Por onde circulo, ouço histórias curiosas, a maioria indicando conflito. No Rio de Janeiro, as pessoas costumam falar alto, mesmo em público, seja no restaurante, na praia ou no ponto de ônibus. É uma cidade-galeria, onde todos, de alguma maneira, aprendem a exibir suas qualidades, defeitos ou simplesmente se expressam em alto e bom tom.
No café da minha rua, na primeira manhã deste outono hesitante, o pai se exalta e fala para o filho: “Você já está com 33 anos, já fez faculdade, mas não sai, não trabalha, não faz nada.” Eu me mexo na cadeira, constrangido, como se presenciasse uma cena íntima de família, para a qual fui involuntariamente convidado. O filho resmunga algo inaudível, ao que parece formulando uma desculpa e responsabilizando alguém por sua apatia. O pai continua: “Mas você não pode ficar igual a ela, senão é doente mental.” Não fica claro de quem ele está falando, ainda que a carga dramática aumente e ele se mostre disposto a descontar toda a raiva no rapaz. O moço, vestido de bermuda, camisa e tênis, aparenta menos idade do que tem. O pai, com alguma aura de seriedade e fúria por trás dos óculos, continua: “Eu nunca vi uma pessoa tão grossa.” Tento mudar de lugar, mas todas as cadeiras possíveis possibilitam a plena audição do sermão paterno. Uma moradora de rua entra silenciosamente e pede um café de cortesia e me surpreendo com a gentileza da garçonete ao dizer para ela esperar um pouco.
Outro dia, no elevador do prédio do dentista, algumas moças conversavam. Uma delas comenta o diagnóstico de câncer de uma terceira, dizendo que não sabe o que será quando começar a quimioterapia. Por um momento, penso que se trata de uma confidência dela mesma.

▶ EXPLORE O MATERIAL:
1. Relacione os lugares públicos que o trecho menciona como aqueles em que, no Rio de Janeiro, as pessoas costumam falar alto.
2. Indique se cada afirmação concorda com o trecho e cite as palavras que o comprovam.
(a) O filho repreendido pelo pai tem 33 anos.
(b) A garçonete recusa o café pedido pela moradora de rua.
(c) O narrador encontra uma cadeira onde não ouve o sermão.
3. Dê continuidade ao trecho sobre as conversas ouvidas no Rio de Janeiro a partir da última frase apresentada.

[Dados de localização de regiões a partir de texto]

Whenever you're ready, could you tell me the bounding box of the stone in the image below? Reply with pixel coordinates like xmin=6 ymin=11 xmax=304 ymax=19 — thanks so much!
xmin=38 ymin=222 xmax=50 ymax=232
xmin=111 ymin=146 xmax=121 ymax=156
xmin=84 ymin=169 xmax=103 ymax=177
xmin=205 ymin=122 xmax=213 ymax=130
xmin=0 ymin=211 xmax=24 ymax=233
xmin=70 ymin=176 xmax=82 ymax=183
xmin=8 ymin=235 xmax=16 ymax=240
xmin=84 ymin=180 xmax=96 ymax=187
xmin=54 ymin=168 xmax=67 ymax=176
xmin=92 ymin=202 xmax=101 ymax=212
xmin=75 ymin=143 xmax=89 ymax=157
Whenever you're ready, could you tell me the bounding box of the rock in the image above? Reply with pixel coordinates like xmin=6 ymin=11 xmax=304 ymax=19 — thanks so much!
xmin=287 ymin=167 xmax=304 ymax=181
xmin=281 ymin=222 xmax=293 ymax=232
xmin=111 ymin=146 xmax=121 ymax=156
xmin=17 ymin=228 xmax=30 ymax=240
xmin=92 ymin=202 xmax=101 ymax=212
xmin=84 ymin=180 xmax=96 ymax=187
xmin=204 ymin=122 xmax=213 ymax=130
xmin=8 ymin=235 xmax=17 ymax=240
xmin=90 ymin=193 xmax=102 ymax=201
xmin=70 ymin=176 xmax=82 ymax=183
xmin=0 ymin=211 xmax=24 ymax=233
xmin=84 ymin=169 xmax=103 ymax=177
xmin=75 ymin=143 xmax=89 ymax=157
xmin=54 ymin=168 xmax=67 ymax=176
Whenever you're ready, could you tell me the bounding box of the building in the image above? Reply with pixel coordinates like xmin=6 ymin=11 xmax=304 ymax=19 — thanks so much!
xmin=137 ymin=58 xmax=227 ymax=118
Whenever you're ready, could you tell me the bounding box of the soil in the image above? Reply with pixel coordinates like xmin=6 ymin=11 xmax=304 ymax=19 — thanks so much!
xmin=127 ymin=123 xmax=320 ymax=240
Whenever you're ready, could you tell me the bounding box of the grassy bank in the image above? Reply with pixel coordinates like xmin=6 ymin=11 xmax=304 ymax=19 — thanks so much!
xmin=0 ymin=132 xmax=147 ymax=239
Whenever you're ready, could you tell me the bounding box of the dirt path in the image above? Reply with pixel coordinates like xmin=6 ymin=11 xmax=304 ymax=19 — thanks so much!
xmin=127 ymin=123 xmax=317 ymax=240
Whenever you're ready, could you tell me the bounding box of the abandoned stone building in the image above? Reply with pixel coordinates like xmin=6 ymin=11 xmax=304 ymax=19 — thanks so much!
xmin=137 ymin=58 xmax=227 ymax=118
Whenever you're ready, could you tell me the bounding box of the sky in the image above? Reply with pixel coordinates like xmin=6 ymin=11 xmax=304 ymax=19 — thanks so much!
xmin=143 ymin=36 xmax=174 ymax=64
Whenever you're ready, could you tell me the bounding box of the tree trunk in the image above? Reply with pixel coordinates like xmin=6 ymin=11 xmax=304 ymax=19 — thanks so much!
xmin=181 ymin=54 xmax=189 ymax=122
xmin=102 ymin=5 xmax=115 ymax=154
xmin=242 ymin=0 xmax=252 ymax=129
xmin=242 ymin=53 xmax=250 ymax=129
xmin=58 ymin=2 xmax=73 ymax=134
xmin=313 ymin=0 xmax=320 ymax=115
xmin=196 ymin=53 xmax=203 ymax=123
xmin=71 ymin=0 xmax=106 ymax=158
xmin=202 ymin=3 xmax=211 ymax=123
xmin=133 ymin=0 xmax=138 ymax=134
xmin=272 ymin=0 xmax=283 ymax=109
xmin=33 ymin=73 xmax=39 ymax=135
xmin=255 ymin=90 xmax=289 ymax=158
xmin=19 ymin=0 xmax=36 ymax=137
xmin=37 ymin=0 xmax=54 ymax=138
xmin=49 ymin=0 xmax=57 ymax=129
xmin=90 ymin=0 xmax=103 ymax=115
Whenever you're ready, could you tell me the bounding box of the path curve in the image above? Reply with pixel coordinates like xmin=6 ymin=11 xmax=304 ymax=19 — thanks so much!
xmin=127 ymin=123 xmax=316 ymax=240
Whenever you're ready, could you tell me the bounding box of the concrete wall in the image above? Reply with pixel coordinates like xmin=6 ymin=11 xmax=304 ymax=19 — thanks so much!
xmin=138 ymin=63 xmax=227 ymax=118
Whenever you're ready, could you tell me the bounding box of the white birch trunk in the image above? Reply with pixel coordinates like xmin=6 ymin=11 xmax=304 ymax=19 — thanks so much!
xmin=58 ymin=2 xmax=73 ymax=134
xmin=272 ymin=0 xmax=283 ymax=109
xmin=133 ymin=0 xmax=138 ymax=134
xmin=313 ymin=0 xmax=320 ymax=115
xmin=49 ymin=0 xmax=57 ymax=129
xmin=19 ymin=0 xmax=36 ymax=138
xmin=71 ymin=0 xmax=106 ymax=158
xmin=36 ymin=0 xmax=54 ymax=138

▶ RESPOSTAS EM ORDEM:
1.
- restaurante
- praia
- ponto de ônibus

2.
(a) Sim: "Você já está com 33 anos".
(b) Não: "me surpreendo com a gentileza da garçonete ao dizer para ela esperar um pouco".
(c) Não: "todas as cadeiras possíveis possibilitam a plena audição do sermão paterno".

3.
Falar de si em público por aqui não é um problema, ao contrário, é quase praxe: na extensa fila de outro elevador, dessa vez no shopping, outra mulher comenta sobre a possibilidade de ter esclerose, do certo otimismo do médico e do pragmatismo dela, que quer aproveitar a vida enquanto é tempo. Eis que o elevador fica no seu limite de lotação e uma senhora pergunta, enquanto abraça o neto: “Este elevador leva para a saída?” Mais rápido do que todos, um homem explica que eles já estavam ao lado da saída, no térreo, e que agora será necessário subir até o oitavo andar e descer novamente. A senhora se confessa perdida, que já zanzou muito com o neto. O homem que a elegeu como interlocutora lhe diz algumas palavras de conforto, não há com o que se preocupar: o térreo está próximo.
São exercícios de empatia que surgem a cada esquina, principalmente com as pessoas em situação de rua, que escasseiam um pouco com a chegada das chuvas, mas que logo voltam a seus postos quando o sol desponta na cidade. Uma dessas mulheres deixa seu collant na grade do imóvel abandonado do Rio Previdência, na rua Marquês de Abrantes. Por onde anda e qual história carrega não sei, mas o andrajo roto em frente ao prédio, dá a dimensão de seu drama e da força que a levou adiante. Haja energia para prosseguir na rua acidentada.